Write out verbatim the part of the text on the anti-CII antibody study in rheumatoid arthritis that opens with the words containing "Significant differences were" and closes with "at 0-3 months.".

Excerpted text:
****

From the Journals

New antibody shows potential as prognostic marker in early rheumatoid arthritis


 

FROM ANNALS OF THE RHEUMATIC DISEASES

Individuals with rheumatoid arthritis who have antifibrillar collagen type II antibodies appear to have a unique disease phenotype characterized by acute but transient inflammation around the time of diagnosis, as well as a favorable prognosis, according to findings from a retrospective cohort study.

The antifibrillar collagen type II (anti-CII) phenotype also differed from the phenotype of individuals with anti–cyclic citrullinated peptide 2 (anti-CCP2) antibodies who typically exhibit inflammatory markers and higher disease activity later in the disease course, reported Vivek Anand Manivel of Uppsala (Sweden) University and his colleagues (Ann Rheum Dis. 2017 Mar 23. doi: 10.1136/annrheumdis-2016-210873).

A photo a woman with rheumatoid arthritis' hands Suze777/Thinkstock
Mr. Manivel and his coauthors retrospectively identified 773 patients who had been admitted into the Swedish EIRA (Epidemiological Investigation in Rheumatoid Arthritis) study during 1996-2005 and linked them to 5-year follow-up data in the Swedish Rheumatology Quality Register. They all met 1987 American College of Rheumatology RA classification criteria, had baseline testing for anti-CII and anti-CCP2 antibodies, and had had symptoms for less than 1 year prior to diagnosis.

Overall, the investigators detected anti-CII positivity in 6.6% and anti-CCP2 in 57.9%, including only anti-CII antibodies in 2.6%, only anti-CCP2 in 54%, double positivity in 3.9%, and double negativity in 39.4%. A control group of 960 patients from the Swedish general population who were matched for age, locality, and sex were positive for anti-CII in 1.6% and anti-CCP2 in 1.7%.

Significant differences were discovered between anti-CII positive and negative groups for C-reactive protein (CRP), erythrocyte sedimentation rate (ESR), swollen joint count (SJC), and Disease Activity Score encompassing 28 joints (DAS28). Anti-CII seropositive patients had higher CRP at 0-6 months, higher ESR at 0-3 months, a higher SJC at 0-6 months, and a higher DAS28 at 0-3 months.

“Anti-CCP2 [seropositivity] on the other hand was associated with higher disease activity later during the 5-year follow-up, and with CRP and ESR during the full period,” the investigators wrote.

The same respective phenotypic patterns occurred when the comparisons were limited to patients with anti-CII positivity alone or anti-CCP2 positivity alone, the investigators noted. However, “patients in the anti-CII and anti-CCP2 double-positive group mainly followed the anti-CII pattern, with early but not late increased values for CRP, ESR, DAS28, and DAS28CRP, but with a mixed pattern for SJC.”

****

Dataset excerpts:
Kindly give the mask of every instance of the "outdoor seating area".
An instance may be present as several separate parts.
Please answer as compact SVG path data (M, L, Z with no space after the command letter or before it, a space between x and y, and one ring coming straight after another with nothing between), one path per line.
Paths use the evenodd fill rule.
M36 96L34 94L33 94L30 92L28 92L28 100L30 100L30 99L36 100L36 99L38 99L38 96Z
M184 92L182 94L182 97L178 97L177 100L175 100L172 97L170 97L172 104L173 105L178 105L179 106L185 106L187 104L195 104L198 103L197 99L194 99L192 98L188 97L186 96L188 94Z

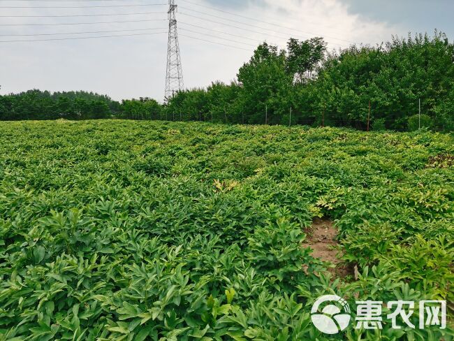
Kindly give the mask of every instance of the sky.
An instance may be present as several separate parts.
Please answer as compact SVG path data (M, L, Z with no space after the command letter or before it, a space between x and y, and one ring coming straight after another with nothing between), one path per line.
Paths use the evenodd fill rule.
M453 0L175 1L186 88L235 80L263 41L284 48L291 37L322 36L330 50L339 50L435 29L454 38ZM0 94L85 90L162 101L167 3L0 0ZM18 40L36 41L10 41Z

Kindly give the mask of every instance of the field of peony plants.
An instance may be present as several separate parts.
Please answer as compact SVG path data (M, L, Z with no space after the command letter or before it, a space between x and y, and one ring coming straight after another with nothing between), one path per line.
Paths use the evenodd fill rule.
M0 340L453 340L453 156L424 131L0 122ZM324 295L346 328L314 325ZM420 328L427 300L445 328Z

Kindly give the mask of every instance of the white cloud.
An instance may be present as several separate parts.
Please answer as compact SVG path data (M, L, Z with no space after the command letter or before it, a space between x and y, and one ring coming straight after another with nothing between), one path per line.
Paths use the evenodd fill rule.
M210 6L202 0L191 1L205 6ZM292 27L293 30L272 27L265 23L214 11L207 8L189 4L184 0L179 1L182 7L178 14L178 19L181 22L180 49L184 82L187 87L206 86L211 81L216 80L226 82L233 80L242 63L250 58L254 47L265 39L269 43L276 43L281 48L284 48L287 38L291 35L298 36L295 37L300 38L308 38L314 36L325 36L330 48L337 48L339 44L344 47L348 46L350 41L374 45L389 39L393 34L400 33L396 31L397 27L379 22L372 22L363 19L358 15L349 13L346 6L339 0L281 0L279 1L265 0L265 6L251 5L242 8L236 13L265 22L277 22L281 26ZM149 0L142 1L143 3L149 2ZM7 3L15 2L2 1L1 4L4 5ZM49 3L47 3L47 5ZM36 2L34 1L21 1L21 6L24 6L36 4ZM222 20L219 17L211 17L211 20L217 22L223 22L229 25L245 27L249 30L200 20L187 15L205 18L210 17L200 13L184 10L182 7L246 22L256 27L244 27L240 23ZM156 9L148 8L115 8L102 10L29 9L27 12L24 12L24 10L3 9L2 15L149 12L155 11ZM165 10L166 8L159 8L159 10ZM230 7L226 10L234 11L235 8ZM121 17L119 20L149 17L166 18L166 15L165 14L135 15ZM115 17L7 18L2 22L78 22L112 21L115 19ZM188 26L184 23L224 31L238 36L228 36L215 31L210 33L200 28ZM156 28L165 27L166 24L166 22L152 22L68 27L0 27L0 31L1 34L26 34ZM203 36L189 31L188 29L221 36L233 41ZM292 32L296 34L291 34ZM210 44L183 35L242 47L247 50ZM45 38L50 37L1 37L0 40ZM166 39L166 35L161 34L93 40L2 43L0 45L1 92L2 93L16 92L31 88L51 91L83 89L109 94L115 99L146 96L161 99L163 96L165 85ZM247 44L251 44L251 45Z

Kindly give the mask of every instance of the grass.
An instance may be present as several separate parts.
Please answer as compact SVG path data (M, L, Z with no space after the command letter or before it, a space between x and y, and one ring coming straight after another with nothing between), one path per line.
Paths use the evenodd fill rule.
M0 340L452 340L328 338L309 313L333 293L353 318L356 300L452 305L453 155L430 132L0 122ZM316 217L358 280L302 247Z

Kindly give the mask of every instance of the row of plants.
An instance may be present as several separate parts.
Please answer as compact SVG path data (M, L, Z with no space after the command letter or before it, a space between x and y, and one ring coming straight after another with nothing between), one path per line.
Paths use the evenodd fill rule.
M324 294L452 312L451 135L0 125L0 340L452 340L388 323L330 336L310 317ZM317 217L356 278L302 246Z

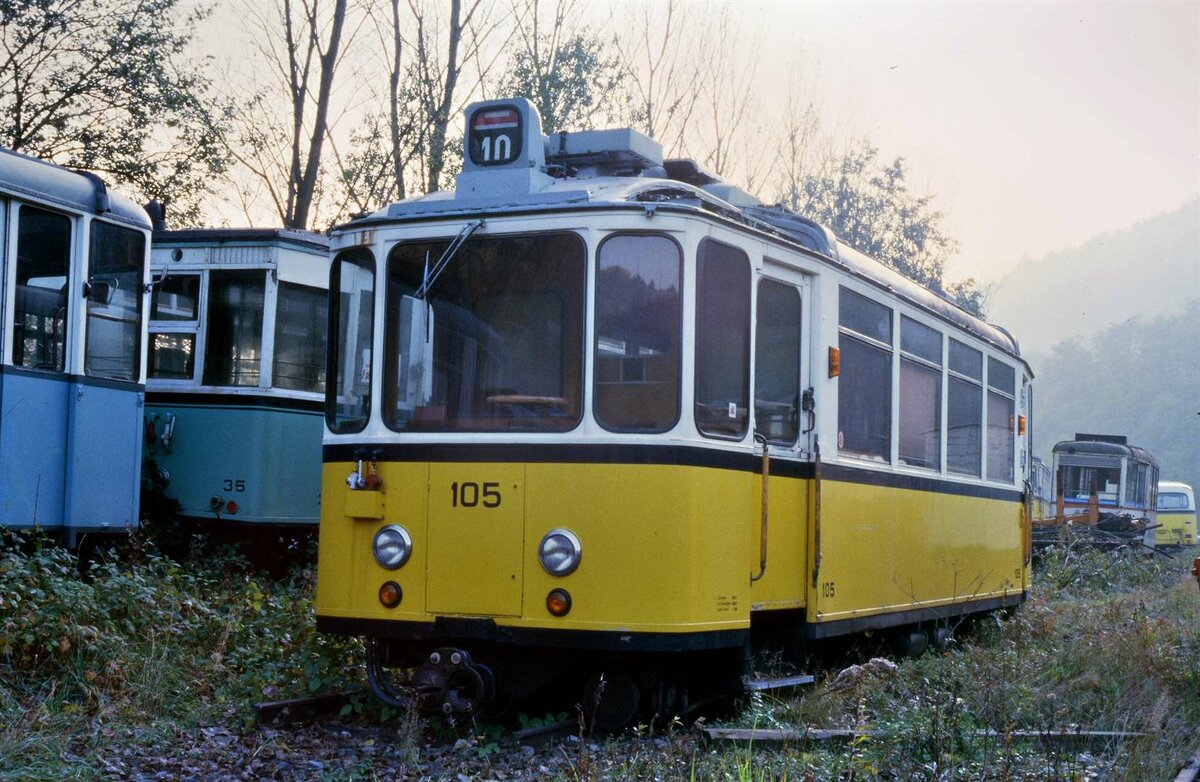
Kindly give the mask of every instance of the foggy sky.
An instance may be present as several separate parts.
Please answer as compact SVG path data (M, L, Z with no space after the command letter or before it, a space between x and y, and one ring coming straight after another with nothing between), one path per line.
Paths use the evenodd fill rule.
M994 279L1200 193L1200 2L761 2L823 113L906 156Z

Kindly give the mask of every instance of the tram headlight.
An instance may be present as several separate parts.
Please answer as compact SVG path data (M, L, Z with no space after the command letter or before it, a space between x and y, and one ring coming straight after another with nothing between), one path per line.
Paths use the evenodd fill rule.
M583 547L569 529L552 529L538 546L538 560L551 576L569 576L580 566Z
M376 561L380 567L396 570L408 561L413 553L413 537L400 524L389 524L376 533L371 542Z

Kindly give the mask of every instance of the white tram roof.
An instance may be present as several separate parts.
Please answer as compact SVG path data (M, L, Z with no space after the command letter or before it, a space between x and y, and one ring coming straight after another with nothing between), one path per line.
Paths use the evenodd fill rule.
M329 237L311 230L295 228L182 228L156 230L152 236L156 247L176 245L293 245L316 253L329 252Z
M47 206L150 228L145 210L125 196L110 192L100 176L73 172L4 148L0 148L0 192Z
M1075 434L1074 440L1056 443L1051 450L1056 459L1072 461L1072 457L1116 457L1132 458L1158 467L1158 459L1144 447L1129 445L1122 435L1111 434Z
M948 299L839 241L833 231L815 221L782 206L764 204L690 160L664 161L659 144L637 131L563 132L547 138L541 136L536 109L524 98L467 107L468 127L474 116L496 108L522 115L526 157L510 166L485 168L464 156L463 173L455 190L404 199L336 225L330 234L380 223L586 209L703 215L808 252L1020 357L1016 339L1004 329L976 318ZM468 144L469 130L464 149ZM577 172L571 170L572 164L578 166ZM494 180L494 186L490 187L488 179ZM1030 371L1024 360L1021 363Z

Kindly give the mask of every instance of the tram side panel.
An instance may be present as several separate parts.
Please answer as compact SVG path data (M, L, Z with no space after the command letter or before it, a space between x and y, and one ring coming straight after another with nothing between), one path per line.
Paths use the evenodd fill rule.
M744 534L748 519L757 519L746 513L756 504L749 473L402 462L380 465L382 491L355 492L346 487L354 469L352 462L325 464L325 495L340 499L320 529L322 615L418 622L491 616L521 628L676 634L749 626L757 561ZM389 524L413 537L412 558L395 571L371 558L374 534ZM538 546L563 527L578 536L583 557L576 572L556 577L540 566ZM394 610L377 600L389 579L403 589ZM571 594L563 618L546 610L556 588Z
M146 414L158 429L174 420L169 446L156 444L154 458L170 473L180 516L312 523L320 499L319 411L236 407L233 396L188 404L186 395L160 392Z
M127 384L72 381L68 391L67 527L128 530L138 525L144 395Z
M67 391L64 377L0 372L0 525L62 527Z
M1015 492L990 494L823 481L810 632L949 619L1019 601L1020 501Z

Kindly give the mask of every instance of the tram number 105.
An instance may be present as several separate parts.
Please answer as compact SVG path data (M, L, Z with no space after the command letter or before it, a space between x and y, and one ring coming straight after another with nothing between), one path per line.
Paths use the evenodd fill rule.
M450 485L451 507L499 507L500 485L496 482L475 483L473 481L455 481Z

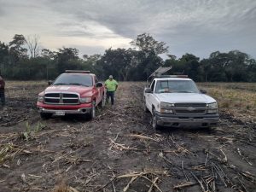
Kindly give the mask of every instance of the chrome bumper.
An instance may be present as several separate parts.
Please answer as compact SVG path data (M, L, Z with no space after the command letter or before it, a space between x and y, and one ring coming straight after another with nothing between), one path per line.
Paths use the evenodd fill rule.
M157 124L161 126L203 128L217 126L219 122L218 114L181 117L173 114L166 116L162 116L160 114L160 113L158 113L156 115L156 120Z
M58 113L61 113L64 114L85 114L90 113L91 108L83 108L79 109L49 109L38 108L38 112L43 113L53 113L57 114Z

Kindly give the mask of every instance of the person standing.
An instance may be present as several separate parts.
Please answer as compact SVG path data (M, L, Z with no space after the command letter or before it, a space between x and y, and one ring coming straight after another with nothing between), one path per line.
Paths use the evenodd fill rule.
M0 98L1 98L3 108L5 106L4 86L5 86L5 82L4 82L3 79L2 78L2 76L0 75Z
M108 102L109 97L111 98L111 104L114 102L114 92L116 91L119 84L116 80L113 79L113 76L109 75L109 79L105 81L105 86L107 88L107 102Z

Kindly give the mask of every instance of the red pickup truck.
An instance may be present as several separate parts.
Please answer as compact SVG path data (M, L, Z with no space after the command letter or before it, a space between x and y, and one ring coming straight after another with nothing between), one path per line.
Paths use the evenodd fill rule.
M90 119L96 107L105 105L105 87L89 71L67 70L38 94L37 107L43 119L53 114L81 114Z

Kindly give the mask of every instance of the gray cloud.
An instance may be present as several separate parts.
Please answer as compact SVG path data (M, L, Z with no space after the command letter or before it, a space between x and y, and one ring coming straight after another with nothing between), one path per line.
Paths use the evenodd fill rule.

****

Response for this exercise:
Significant differences were discovered between anti-CII positive and negative groups for C-reactive protein (CRP), erythrocyte sedimentation rate (ESR), swollen joint count (SJC), and Disease Activity Score encompassing 28 joints (DAS28). Anti-CII seropositive patients had higher CRP at 0-6 months, higher ESR at 0-3 months, a higher SJC at 0-6 months, and a higher DAS28 at 0-3 months.